Shoval - All is created for your glory
- Purpose: Promoting tolerance and understanding of LGBT people within religious communities in Israel
- Official language: Hebrew
- Parent organization: Havruta, Bat Kol

= Shoval (organization) =

Jewish Orthodox LGBT initiative in Israel

Shoval - All is created for your glory (Hebrew: שׁב"ל - שהכל ברא לכבודו) is an initiative of Jewish orthodox lesbian, gay, bisexual and transgender people in Israel that actively promotes tolerance and understanding of LGBT people within religious communities in Israel through meeting with educators.

It is a cooperation of gay men from Havruta, and lesbian women from Bat Kol, and is supported and promoted by these organizations. The organisation's name derives from the second of the Sheva Brachot.

==Mission statement==
Shoval promotes tolerance and understanding of LGBT people within the religious communities in Israel. Shoval's main focus is to create a safe place within the religious communities in Israel for LGBT adolescents. It provides educational programs that are directed at educators, social workers, and people that affect LGBT adolescents directly, in order to raise awareness about LGBT issues.

========================================================================

*Challenge 1*
From the passage on Shoval, write out the words starting at "It is a cooperation" and ending at "the Sheva Brachot.".

========================================================================

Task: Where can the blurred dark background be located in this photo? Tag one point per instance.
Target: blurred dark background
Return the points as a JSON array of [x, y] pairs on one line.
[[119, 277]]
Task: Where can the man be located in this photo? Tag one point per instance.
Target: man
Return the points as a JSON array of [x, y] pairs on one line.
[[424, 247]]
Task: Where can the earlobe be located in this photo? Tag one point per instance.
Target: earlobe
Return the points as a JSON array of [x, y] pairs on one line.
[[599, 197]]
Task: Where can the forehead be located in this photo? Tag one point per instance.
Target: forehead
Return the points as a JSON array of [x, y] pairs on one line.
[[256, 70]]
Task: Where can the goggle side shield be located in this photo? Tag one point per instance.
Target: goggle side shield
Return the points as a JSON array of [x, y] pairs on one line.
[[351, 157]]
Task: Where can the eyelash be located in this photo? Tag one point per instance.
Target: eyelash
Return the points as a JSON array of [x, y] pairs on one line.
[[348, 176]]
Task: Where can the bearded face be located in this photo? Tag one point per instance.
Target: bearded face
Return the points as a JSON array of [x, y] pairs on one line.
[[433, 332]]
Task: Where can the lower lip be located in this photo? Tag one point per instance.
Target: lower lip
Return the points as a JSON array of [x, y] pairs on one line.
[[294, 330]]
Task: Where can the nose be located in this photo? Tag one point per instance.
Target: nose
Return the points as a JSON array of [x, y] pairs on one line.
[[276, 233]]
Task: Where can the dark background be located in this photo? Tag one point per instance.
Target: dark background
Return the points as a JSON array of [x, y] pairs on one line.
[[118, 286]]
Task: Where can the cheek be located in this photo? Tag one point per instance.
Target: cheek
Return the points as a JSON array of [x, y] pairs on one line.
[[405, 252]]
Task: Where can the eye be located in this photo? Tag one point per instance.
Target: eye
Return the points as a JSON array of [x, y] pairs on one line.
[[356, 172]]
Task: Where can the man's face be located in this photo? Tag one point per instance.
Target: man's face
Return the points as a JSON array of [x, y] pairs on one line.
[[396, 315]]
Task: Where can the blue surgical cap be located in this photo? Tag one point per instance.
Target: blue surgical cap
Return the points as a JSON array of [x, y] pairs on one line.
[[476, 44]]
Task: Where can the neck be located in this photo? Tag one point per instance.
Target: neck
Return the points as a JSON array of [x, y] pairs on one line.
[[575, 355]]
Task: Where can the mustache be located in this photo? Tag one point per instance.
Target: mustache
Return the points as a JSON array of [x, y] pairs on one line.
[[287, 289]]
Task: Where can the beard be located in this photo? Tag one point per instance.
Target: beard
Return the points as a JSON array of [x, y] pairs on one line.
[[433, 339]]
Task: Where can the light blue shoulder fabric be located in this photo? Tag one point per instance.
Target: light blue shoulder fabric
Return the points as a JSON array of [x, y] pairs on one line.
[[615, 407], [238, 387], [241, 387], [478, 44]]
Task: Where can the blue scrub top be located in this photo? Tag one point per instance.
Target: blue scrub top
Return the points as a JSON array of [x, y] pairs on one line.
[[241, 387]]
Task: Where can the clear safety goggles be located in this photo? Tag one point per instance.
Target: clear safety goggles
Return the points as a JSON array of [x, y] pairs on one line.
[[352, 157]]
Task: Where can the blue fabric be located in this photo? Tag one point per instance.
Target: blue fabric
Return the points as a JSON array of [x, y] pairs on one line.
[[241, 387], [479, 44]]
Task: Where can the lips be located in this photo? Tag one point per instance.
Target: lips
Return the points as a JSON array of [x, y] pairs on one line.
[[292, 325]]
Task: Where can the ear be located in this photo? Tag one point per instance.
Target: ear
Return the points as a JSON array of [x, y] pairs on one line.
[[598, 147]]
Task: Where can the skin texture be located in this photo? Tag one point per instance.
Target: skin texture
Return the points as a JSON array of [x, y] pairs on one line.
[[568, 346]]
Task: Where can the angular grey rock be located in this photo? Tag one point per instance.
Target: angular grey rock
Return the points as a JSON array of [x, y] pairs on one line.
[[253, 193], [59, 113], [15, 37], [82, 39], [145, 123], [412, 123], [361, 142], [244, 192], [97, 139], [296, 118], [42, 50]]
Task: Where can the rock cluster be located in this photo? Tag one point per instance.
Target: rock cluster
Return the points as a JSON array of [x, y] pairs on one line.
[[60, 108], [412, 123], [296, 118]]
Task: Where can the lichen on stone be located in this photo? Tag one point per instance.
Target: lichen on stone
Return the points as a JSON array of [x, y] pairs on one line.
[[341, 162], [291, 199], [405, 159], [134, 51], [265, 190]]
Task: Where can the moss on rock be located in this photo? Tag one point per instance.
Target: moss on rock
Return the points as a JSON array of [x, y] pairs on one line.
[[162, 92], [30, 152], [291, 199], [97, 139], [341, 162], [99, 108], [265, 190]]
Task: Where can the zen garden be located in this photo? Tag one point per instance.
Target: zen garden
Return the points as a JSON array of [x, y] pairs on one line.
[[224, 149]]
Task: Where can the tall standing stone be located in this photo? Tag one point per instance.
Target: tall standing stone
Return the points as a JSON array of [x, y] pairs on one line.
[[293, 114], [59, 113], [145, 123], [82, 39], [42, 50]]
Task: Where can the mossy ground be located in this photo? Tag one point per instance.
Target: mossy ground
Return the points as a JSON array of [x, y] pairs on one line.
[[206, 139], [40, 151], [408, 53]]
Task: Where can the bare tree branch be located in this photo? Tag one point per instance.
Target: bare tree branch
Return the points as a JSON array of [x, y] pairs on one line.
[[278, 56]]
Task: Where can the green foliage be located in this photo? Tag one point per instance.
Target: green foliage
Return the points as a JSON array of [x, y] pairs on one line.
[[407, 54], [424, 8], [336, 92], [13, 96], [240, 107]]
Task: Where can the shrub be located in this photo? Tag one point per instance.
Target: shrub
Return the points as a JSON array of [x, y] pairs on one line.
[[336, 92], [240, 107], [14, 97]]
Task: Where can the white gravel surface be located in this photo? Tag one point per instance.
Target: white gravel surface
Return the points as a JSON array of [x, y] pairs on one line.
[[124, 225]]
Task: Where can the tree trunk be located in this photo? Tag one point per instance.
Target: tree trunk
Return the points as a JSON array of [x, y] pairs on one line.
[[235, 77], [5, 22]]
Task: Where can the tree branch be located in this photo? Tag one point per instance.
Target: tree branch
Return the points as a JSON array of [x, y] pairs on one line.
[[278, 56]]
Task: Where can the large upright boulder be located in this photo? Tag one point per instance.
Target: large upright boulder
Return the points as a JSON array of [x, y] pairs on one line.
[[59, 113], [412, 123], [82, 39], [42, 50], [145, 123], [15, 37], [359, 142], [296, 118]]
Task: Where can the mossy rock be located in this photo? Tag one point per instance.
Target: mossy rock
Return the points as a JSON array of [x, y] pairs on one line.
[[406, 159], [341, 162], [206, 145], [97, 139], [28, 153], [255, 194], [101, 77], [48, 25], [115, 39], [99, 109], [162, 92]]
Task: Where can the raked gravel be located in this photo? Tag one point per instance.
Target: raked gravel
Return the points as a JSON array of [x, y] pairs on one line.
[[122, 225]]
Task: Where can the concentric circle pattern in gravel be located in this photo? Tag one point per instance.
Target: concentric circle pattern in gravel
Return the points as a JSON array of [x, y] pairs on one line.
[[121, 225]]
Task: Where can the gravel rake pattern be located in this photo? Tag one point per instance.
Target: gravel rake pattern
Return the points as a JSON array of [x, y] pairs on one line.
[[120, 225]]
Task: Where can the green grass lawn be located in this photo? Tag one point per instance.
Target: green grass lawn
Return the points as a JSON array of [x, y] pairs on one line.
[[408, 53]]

========================================================================

*Challenge 2*
In the records, reproduce the lines starting at the one containing "Task: Where can the raked" and ending at the one containing "[[122, 225]]", substituting "stone path" for "raked gravel" and leaving everything else unchanged.

*Task answer 1*
It is a cooperation of gay men from Havruta, and lesbian women from Bat Kol, and is supported and promoted by these organizations. The organisation's name derives from the second of the Sheva Brachot.

*Task answer 2*
Task: Where can the stone path be located in this photo? Tag one point per instance.
Target: stone path
Return the points as a JSON array of [x, y] pairs on one line.
[[122, 225]]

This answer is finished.